-- Begin --

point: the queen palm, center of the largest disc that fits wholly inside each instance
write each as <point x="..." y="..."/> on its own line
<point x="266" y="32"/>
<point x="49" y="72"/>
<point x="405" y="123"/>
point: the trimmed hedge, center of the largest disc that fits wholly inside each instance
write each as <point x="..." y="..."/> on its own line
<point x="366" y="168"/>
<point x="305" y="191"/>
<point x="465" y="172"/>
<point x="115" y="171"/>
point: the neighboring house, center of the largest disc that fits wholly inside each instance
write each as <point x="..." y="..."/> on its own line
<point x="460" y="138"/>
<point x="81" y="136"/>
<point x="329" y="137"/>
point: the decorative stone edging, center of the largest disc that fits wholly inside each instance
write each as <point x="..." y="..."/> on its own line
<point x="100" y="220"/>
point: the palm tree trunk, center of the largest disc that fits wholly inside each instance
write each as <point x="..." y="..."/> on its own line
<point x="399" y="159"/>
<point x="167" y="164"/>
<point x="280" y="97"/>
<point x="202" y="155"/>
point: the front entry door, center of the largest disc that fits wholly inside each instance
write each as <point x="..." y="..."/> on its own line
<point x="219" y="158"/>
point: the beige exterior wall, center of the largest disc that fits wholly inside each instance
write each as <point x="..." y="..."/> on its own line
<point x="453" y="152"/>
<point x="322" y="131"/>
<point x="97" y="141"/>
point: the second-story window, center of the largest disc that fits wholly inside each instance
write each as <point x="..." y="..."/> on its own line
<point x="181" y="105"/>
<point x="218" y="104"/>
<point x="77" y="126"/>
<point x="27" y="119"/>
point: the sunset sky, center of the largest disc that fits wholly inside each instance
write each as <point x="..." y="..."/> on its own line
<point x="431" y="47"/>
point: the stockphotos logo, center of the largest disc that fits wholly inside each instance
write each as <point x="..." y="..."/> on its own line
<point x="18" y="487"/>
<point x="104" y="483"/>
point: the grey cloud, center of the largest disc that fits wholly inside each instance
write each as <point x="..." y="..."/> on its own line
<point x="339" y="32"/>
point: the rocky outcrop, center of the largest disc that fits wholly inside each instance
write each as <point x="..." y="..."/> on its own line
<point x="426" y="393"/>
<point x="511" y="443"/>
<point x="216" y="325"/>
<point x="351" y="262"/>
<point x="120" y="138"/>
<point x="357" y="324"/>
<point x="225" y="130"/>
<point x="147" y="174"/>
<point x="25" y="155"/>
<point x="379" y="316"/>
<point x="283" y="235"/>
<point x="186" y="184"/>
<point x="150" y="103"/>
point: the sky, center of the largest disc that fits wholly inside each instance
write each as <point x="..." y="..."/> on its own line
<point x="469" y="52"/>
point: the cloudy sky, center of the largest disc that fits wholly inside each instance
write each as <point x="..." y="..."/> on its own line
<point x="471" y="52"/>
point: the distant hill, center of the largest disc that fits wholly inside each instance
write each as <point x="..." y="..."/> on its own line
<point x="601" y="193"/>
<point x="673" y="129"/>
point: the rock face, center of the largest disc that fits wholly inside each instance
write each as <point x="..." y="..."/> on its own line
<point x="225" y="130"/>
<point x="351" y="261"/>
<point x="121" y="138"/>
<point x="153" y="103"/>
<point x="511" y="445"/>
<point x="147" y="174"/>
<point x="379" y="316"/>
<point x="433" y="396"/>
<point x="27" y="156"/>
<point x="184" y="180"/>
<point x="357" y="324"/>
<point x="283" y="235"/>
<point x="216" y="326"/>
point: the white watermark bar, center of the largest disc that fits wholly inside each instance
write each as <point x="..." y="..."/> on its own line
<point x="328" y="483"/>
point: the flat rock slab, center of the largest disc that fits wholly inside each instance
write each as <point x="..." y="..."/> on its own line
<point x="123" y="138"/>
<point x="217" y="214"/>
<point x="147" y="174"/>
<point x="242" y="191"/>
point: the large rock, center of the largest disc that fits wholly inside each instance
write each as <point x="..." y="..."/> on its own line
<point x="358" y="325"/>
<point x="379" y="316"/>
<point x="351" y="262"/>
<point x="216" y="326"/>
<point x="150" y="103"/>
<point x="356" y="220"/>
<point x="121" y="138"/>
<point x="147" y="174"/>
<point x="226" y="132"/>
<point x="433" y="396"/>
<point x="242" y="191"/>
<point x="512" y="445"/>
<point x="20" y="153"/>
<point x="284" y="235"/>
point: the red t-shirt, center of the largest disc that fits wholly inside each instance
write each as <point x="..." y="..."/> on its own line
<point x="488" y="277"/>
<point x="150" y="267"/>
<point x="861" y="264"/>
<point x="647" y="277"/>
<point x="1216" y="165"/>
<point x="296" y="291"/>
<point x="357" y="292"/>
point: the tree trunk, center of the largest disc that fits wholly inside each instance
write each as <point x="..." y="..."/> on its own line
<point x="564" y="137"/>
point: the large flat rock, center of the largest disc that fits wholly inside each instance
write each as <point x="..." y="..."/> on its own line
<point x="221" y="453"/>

-- End --

Put every line above into a numbered list, from the one containing "point: the tree" down to the last line, with both of those ends included and blank lines left out.

1. point: the tree trunk, center of the largest disc that fits wholly inside each instance
2. write each as <point x="..." y="..."/> on its own line
3. <point x="564" y="137"/>
4. point: the large flat rock, center of the largest disc that fits wholly inside each instance
5. write each as <point x="..." y="..."/> on its own line
6. <point x="221" y="453"/>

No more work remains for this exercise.